Data records
begin

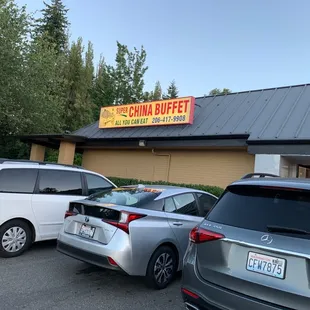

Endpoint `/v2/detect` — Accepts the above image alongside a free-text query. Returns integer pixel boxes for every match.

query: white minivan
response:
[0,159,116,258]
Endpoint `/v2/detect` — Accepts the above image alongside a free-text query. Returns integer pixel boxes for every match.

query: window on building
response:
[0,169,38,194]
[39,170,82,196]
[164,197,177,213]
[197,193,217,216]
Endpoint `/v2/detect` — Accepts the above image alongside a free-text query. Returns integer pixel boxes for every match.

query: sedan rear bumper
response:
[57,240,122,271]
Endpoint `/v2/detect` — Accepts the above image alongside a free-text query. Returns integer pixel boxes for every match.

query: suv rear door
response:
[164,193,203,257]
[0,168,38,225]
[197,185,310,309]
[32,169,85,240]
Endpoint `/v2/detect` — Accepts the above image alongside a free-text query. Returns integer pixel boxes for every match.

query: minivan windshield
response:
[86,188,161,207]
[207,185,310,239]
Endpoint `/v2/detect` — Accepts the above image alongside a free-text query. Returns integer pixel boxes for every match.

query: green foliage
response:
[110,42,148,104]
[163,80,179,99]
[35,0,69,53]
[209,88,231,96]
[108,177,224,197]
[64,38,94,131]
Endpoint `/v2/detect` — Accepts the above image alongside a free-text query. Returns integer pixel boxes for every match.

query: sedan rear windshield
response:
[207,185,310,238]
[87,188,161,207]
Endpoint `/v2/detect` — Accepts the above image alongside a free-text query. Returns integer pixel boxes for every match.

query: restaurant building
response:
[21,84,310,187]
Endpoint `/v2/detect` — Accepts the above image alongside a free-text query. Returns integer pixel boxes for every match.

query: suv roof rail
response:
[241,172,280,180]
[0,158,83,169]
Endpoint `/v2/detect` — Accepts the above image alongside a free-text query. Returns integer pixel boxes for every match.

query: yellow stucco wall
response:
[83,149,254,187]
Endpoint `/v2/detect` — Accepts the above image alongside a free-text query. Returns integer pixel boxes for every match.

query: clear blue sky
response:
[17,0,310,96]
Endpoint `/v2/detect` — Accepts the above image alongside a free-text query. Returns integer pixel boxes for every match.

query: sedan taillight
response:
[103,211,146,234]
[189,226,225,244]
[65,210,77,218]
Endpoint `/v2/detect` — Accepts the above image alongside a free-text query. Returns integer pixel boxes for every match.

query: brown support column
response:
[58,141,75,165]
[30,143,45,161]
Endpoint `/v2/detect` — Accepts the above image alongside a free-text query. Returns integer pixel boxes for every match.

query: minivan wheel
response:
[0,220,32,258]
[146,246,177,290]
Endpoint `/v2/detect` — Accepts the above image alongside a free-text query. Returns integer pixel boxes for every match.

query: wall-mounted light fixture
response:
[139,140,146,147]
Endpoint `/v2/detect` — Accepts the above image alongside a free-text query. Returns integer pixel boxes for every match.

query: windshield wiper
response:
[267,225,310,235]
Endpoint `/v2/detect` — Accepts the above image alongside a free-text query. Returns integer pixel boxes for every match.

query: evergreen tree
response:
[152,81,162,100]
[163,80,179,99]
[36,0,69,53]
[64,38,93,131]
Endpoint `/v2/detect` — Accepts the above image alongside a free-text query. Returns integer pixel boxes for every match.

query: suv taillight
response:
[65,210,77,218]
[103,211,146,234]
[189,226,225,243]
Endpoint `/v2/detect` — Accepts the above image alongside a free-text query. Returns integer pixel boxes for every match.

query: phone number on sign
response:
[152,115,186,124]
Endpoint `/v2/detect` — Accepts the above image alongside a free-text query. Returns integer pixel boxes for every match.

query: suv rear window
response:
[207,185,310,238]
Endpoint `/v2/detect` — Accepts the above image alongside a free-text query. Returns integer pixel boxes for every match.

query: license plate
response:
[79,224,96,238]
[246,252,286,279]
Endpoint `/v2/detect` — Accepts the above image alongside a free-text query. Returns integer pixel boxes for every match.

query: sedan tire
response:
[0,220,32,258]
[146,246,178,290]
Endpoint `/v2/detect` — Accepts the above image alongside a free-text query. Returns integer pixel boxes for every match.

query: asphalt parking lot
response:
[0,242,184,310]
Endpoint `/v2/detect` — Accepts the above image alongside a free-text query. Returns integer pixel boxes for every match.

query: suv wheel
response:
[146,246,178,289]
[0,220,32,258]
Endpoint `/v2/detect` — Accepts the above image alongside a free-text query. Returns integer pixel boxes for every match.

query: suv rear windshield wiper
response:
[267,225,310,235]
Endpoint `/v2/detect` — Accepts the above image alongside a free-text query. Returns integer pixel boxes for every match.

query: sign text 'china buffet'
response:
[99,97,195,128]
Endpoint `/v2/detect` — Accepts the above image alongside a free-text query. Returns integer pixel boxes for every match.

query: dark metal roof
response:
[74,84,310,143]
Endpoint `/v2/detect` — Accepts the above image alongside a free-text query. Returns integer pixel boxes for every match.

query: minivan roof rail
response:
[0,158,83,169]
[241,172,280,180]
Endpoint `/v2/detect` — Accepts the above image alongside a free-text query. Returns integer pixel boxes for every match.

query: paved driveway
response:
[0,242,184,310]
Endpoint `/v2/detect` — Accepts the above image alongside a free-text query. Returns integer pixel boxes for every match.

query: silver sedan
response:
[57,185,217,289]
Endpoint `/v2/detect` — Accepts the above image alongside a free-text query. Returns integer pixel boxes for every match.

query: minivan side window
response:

end

### Task description
Scale the bounding-box coordinates in the answers by 1.05, rounding each to a whole number with halves rounded up. Then write out the stretch from the start of the entries through the line that contains "[32,169,85,240]", both ends included, keeping every request as it is and leaving out the pictures.

### Expected output
Endpoint `/v2/detect` — Accepts the above image alongside a free-text query. Returns integer pixel boxes for every match.

query: white minivan
response:
[0,167,122,271]
Endpoint `/v2/detect` — Accepts the above image alongside a free-text query. Returns integer pixel boxes for every match.

query: window on building
response:
[0,177,40,204]
[41,179,86,206]
[172,207,186,224]
[207,203,228,227]
Endpoint `/v2/detect` — Accepts the above image alongside a free-text query. Returns integer pixel boxes for every match.

query: sedan rear bumper
response:
[60,252,128,285]
Endpoint `/v2/detect` — Accepts the above image alongside a free-text query. Returns integer pixel boxes for every match.

query: suv rear door
response:
[172,203,213,270]
[0,176,40,236]
[207,194,326,324]
[34,177,89,252]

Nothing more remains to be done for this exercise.